Word for word, set down every record that appears below.

**Entries provided:**
================================

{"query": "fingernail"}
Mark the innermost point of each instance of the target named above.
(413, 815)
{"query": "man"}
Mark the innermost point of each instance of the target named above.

================================

**Answer area:**
{"query": "fingernail"}
Mark the innermost point of each instance of the target named above.
(413, 815)
{"query": "man"}
Mark the innermost point of each instance of the target named above.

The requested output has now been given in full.